▶ _What is required_:
Give the listing again in full, exactly as written.
--- Given information ---
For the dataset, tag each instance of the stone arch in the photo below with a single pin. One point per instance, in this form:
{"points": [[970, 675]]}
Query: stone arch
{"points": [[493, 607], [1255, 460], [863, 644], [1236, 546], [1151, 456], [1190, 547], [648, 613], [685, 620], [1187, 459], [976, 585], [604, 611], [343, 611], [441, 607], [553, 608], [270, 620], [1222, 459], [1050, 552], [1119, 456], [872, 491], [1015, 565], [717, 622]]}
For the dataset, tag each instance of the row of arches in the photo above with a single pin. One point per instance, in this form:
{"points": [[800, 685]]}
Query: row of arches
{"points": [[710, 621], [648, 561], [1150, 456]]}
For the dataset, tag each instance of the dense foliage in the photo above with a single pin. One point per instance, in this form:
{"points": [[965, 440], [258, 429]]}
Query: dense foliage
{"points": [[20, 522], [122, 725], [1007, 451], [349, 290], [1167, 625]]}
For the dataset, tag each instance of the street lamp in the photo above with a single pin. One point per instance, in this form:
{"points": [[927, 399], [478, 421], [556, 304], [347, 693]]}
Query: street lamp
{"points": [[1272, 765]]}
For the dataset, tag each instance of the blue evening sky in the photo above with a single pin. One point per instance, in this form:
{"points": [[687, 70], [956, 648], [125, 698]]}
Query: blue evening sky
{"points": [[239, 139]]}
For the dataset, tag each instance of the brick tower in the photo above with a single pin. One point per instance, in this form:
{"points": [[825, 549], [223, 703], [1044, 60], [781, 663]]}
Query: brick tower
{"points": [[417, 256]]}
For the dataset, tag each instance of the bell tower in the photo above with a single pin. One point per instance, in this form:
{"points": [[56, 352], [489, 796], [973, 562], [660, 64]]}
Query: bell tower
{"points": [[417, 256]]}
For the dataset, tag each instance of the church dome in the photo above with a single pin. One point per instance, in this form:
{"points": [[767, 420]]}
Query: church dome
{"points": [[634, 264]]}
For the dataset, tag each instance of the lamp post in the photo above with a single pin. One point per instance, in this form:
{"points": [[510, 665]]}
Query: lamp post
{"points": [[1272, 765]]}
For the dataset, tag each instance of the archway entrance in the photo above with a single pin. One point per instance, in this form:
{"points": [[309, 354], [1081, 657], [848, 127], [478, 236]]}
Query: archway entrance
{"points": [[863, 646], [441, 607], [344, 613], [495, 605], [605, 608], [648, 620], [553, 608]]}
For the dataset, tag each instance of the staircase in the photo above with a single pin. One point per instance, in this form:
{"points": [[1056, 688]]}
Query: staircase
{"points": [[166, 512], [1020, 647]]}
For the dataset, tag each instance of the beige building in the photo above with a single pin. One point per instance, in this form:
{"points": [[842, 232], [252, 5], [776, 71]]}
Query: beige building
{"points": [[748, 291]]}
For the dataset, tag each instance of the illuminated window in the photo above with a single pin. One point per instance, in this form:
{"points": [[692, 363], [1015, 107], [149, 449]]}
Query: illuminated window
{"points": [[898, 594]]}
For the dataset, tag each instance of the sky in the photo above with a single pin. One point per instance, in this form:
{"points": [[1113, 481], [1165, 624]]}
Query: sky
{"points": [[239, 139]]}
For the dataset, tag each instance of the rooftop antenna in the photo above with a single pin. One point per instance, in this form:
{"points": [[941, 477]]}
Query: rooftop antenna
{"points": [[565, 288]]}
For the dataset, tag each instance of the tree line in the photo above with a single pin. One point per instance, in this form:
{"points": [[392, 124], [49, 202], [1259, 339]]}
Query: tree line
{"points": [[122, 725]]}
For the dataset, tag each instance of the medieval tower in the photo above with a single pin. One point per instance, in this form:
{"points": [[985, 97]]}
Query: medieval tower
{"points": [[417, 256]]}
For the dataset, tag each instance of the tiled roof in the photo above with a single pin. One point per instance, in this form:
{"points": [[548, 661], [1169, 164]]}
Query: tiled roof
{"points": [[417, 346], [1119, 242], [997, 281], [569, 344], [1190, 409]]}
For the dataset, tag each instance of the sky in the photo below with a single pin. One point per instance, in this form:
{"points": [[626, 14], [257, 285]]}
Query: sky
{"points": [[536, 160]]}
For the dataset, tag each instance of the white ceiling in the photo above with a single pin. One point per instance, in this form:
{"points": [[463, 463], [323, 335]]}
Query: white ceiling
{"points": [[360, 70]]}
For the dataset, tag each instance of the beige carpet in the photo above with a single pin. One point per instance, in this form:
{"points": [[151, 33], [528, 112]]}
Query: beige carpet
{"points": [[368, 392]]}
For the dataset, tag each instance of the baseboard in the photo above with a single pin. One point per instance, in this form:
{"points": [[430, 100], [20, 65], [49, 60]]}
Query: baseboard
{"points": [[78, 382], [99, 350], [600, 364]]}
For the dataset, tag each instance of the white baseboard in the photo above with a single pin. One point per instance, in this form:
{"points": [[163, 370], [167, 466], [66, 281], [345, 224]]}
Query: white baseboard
---
▶ _Solved problem_:
For the dataset, tag each instance of the stone arch in the photo below with a single pin. One point per instance, in this form:
{"points": [[970, 675]]}
Query: stone arch
{"points": [[493, 607], [1255, 460], [863, 644], [1236, 546], [1151, 456], [1190, 547], [648, 613], [685, 620], [1187, 459], [976, 585], [604, 611], [343, 611], [441, 607], [553, 608], [270, 620], [1222, 459], [1050, 552], [1119, 456], [872, 491], [1015, 565], [717, 622]]}
For the dataset, tag each instance of the row of arches in the photo above with a single pin. One point per instance, in this form:
{"points": [[800, 685]]}
Query: row of arches
{"points": [[710, 621], [648, 561], [1150, 456]]}
For the dataset, tag each instance of the dense foliage in the photo above with a single pin. One point per instance, in this form:
{"points": [[965, 440], [258, 429]]}
Query: dense foliage
{"points": [[20, 522], [122, 725], [1007, 451], [349, 290], [1167, 625]]}
For the dataset, tag each instance of the street lamp in the photo above with a single pin. One point per instance, in this form:
{"points": [[927, 399], [478, 421], [556, 304], [347, 693]]}
Query: street lamp
{"points": [[1272, 765]]}
For the dataset, tag each instance of the blue evening sky in the photo above with a single pin. One point per instance, in this form:
{"points": [[687, 70], [956, 648], [125, 698]]}
Query: blue evening sky
{"points": [[239, 139]]}
For the dataset, tag each instance of the brick tower in the photo above with a single pin. One point per instance, in this form:
{"points": [[825, 549], [223, 703], [1044, 60], [781, 663]]}
Query: brick tower
{"points": [[417, 256]]}
For the dataset, tag each instance of the bell tower in the photo above with a single pin. One point per instance, in this form:
{"points": [[56, 352], [489, 796], [973, 562], [660, 64]]}
Query: bell tower
{"points": [[417, 256]]}
For the dataset, tag each instance of the church dome in the photo above with a single pin. One point per instance, in this form:
{"points": [[767, 420]]}
Query: church dome
{"points": [[634, 264]]}
For the dataset, tag each instance of the lamp post in the photo above with a single pin. One point per instance, in this form:
{"points": [[510, 665]]}
Query: lamp post
{"points": [[1272, 765]]}
For the dataset, tag each instance of the archway entrance in the photo above with a single pin. One point per instance, in this form:
{"points": [[309, 354], [1081, 657], [848, 127], [478, 236]]}
Query: archway entrance
{"points": [[863, 646], [441, 607], [344, 613], [495, 605], [605, 608], [648, 620], [553, 608]]}
For the dataset, tag each instance of the staircase in the photo above with a single pin. One point per instance, in this form:
{"points": [[1056, 688]]}
Query: staircase
{"points": [[166, 512], [1020, 647]]}
For the dataset, tag each instance of the beige building in the photo above with a single pin. One point per instance, in this form:
{"points": [[842, 232], [252, 5], [776, 71]]}
Query: beige building
{"points": [[748, 291]]}
For the dataset, tag each instance of the illuminated window in the photo above with a single pin. One point per instance, in this form:
{"points": [[692, 363], [1015, 107], [149, 449]]}
Query: illuminated window
{"points": [[898, 594]]}
For the dataset, tag each instance of the sky in the photo above with a single pin. One point per instance, in this form:
{"points": [[1113, 481], [1165, 624]]}
Query: sky
{"points": [[239, 139]]}
For the dataset, tag each instance of the rooftop antenna in the photo above with a single pin. One point per instance, in this form:
{"points": [[941, 477]]}
Query: rooftop antenna
{"points": [[565, 288]]}
For the dataset, tag each instance of the tree line in the photo above with a single pin. One point per instance, in this form:
{"points": [[392, 124], [49, 202], [1259, 339]]}
Query: tree line
{"points": [[122, 725]]}
For the dataset, tag each instance of the medieval tower in the photo above with a single pin. One point per instance, in this form:
{"points": [[985, 97]]}
Query: medieval tower
{"points": [[417, 256]]}
For the dataset, tag each instance of the tiled roof in the photo above with a single pin. One point per instance, in this form:
{"points": [[548, 661], [1169, 164]]}
Query: tiled roof
{"points": [[417, 346], [1119, 242], [997, 281], [569, 344], [1190, 409]]}
For the dataset, tag each instance of the sky in the photo below with a single pin. One point per instance, in this form:
{"points": [[626, 14], [257, 285]]}
Query: sky
{"points": [[536, 160]]}
For the dataset, tag each instance of the white ceiling in the photo above with a single pin. One point per instance, in this form:
{"points": [[463, 463], [323, 335]]}
Query: white ceiling
{"points": [[360, 70]]}
For the dataset, tag each instance of the beige carpet in the photo above with a single pin. One point per instance, in this form:
{"points": [[151, 33], [528, 112]]}
Query: beige carpet
{"points": [[368, 392]]}
For the dataset, tag each instance of the baseboard in the photo above with a single pin. One point per instance, in this form:
{"points": [[430, 100], [20, 65], [49, 60]]}
Query: baseboard
{"points": [[78, 382], [99, 350], [600, 364]]}
For the dataset, tag each instance of the white baseboard in the photo above with a single pin. One point per instance, in this form:
{"points": [[163, 370], [167, 466], [66, 281], [345, 224]]}
Query: white baseboard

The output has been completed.